> [FRAGMENTO PARA LEER]
*****

La crisis de la convivencia solo es la consecuencia lógica de la endeblez de las ideologías. El hecho, ya suficientemente constatado, de que nos esté asfixiando la desigualdad que enemista a los adinerados con los menesterosos, a los que impunemente desacreditan y descalifican constantemente por considerarlos, con demasiada frecuencia, víctimas de sus propias negligencias, sin tener en cuenta que los portadores y depositarios del capital consiguen sus copiosos ahorros a costa de los más pobres, se ha convertido en un látigo en las manos de los despiadados capitalistas, incapaces de admitir que esquilman a los más pobres y menos dotados haciéndoles culpables de propia escasez y pobreza. Mientras se aferran a estas disculpas –a las que ellos llaman “razones”–, los adinerados atesoran cuanto cae cerca de sus manos y se adueñan de lo que los menos poderosos no llegan nunca a conquistar ni disfrutar.
Todo lo adverso se denomina “mal menor” para dar a entender que el mal no suele ser tan fatal, y que no es suficientemente agresivo con quienes le padecen. Sin embargo, los males que padecen los menos dotados, los más pobres, no son solo responsabilidad de quienes los padecen, toda vez que casi siempre son consecuencia de una desigual y desnivelada distribución de las rentas. Es esa desigual y desnivelada distribución la que genera ricos y pobres, opulentos y miserables, sobrados y necesitados de lo que a otros les sobra.

*****

> [ENTRADAS PROPORCIONADAS]
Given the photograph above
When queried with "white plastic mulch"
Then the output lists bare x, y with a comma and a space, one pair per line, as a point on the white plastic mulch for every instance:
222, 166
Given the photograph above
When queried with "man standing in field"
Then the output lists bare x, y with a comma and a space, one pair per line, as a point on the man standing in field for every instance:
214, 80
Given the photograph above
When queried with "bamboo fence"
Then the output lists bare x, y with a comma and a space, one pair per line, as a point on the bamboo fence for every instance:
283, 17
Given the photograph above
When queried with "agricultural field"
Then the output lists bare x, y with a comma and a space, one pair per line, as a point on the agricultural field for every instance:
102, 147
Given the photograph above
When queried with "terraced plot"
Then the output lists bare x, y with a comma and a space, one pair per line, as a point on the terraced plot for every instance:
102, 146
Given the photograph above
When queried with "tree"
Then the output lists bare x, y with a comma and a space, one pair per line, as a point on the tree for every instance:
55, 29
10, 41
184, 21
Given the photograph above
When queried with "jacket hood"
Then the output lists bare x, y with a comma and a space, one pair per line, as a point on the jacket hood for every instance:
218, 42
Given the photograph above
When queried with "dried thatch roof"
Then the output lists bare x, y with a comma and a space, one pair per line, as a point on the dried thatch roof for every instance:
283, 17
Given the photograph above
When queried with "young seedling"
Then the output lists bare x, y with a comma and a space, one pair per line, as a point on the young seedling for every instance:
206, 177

*****

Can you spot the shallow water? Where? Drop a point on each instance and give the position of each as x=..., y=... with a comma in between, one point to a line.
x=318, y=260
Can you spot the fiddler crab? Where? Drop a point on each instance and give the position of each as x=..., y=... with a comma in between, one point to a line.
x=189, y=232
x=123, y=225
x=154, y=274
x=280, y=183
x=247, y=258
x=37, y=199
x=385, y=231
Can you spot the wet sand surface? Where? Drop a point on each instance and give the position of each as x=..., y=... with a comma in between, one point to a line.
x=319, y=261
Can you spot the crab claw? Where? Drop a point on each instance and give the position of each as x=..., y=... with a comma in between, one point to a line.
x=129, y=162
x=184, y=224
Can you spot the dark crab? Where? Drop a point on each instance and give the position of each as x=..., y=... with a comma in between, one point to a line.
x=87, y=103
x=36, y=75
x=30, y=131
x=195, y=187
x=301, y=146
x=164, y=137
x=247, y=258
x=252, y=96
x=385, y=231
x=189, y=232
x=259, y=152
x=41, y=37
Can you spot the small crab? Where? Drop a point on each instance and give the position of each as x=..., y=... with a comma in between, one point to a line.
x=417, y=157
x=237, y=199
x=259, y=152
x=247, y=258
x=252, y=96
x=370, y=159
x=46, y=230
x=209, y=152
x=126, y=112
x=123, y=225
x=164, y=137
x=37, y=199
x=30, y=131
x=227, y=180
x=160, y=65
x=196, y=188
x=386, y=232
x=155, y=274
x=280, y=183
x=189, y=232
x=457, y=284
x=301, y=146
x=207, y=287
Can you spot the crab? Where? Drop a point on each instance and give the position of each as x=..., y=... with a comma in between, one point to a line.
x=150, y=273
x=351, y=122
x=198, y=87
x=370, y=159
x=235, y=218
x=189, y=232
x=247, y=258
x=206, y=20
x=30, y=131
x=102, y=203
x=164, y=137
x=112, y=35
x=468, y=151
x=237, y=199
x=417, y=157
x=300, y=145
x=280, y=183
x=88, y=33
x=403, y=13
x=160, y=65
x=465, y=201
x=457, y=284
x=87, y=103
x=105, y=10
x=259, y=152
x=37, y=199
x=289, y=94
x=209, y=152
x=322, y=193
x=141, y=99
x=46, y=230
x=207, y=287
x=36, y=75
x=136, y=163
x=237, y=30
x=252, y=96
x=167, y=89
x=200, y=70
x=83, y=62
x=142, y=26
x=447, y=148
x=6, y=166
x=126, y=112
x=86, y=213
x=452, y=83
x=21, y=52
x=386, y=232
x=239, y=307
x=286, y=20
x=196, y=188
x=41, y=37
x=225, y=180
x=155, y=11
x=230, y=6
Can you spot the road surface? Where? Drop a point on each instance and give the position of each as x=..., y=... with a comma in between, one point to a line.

*****

> [COMPRUEBA TU COMPRENSIÓN]
• a. En el fragmento sobre la desigualdad, copia el pasaje que comienza con "Todo lo adverso" y acaba tras "otros les sobra.", cambiando "distribución" por "repartición".
• b. Resume el párrafo del fragmento sobre la desigualdad que empieza por «Todo lo adverso se denomina» y conserva sus ideas principales.
• c. Prosigue el fragmento sobre la desigualdad a partir de su última oración.

> [SOLUCIONES DEL EJERCICIO]
• a.
Todo lo adverso se denomina “mal menor” para dar a entender que el mal no suele ser tan fatal, y que no es suficientemente agresivo con quienes le padecen. Sin embargo, los males que padecen los menos dotados, los más pobres, no son solo responsabilidad de quienes los padecen, toda vez que casi siempre son consecuencia de una desigual y desnivelada repartición de las rentas. Es esa desigual y desnivelada repartición la que genera ricos y pobres, opulentos y miserables, sobrados y necesitados de lo que a otros les sobra.

• b. Lo adverso se llama «mal menor» para sugerir que no es tan grave para quien lo sufre. Sin embargo, los males de los más pobres no son solo responsabilidad suya. Casi siempre nacen de una distribución desigual de las rentas, y esa distribución es la que genera ricos y pobres, opulentos y miserables.

• c.
Por todo esto, nos conviene desterrar del lenguaje habitual esas palabras como malmenorismo que es, como he oído decir recientemente, el drama de votar y posicionarse ante la injusticia y la desigualdad humanas, o incluso “el drama de votar con la nariz tapada”. Entregados a los “males menores”, aunque estos sean algo más llevaderos y soportables que los males mayores, la derrota está asegurada. La única consecuencia posible es la pobreza derivada de la desigual distribución de las rentas que hace que existan ricos y pobres, felices e infelices, afortunados y desafortunados, alegres y tristes, satisfechos e insatisfechos, faustos e infaustos… Bastaría con que los desfavorecidos en el reparto reaccionaran buscando la lógica igualdad de derechos que a todos nos asiste para que la paz y la convivencia actuales se vieran claramente amenazadas. No estaría mal que nos empeñáramos todos en remediar las desigualdades materiales en nuestra sociedad para que la convivencia nos ayudara también a ser felices. ¡Todos felices!
Cualquier malmenorismo es un malmayorismo, al menos en las mentes de los ciudadanos normales y bien intencionados.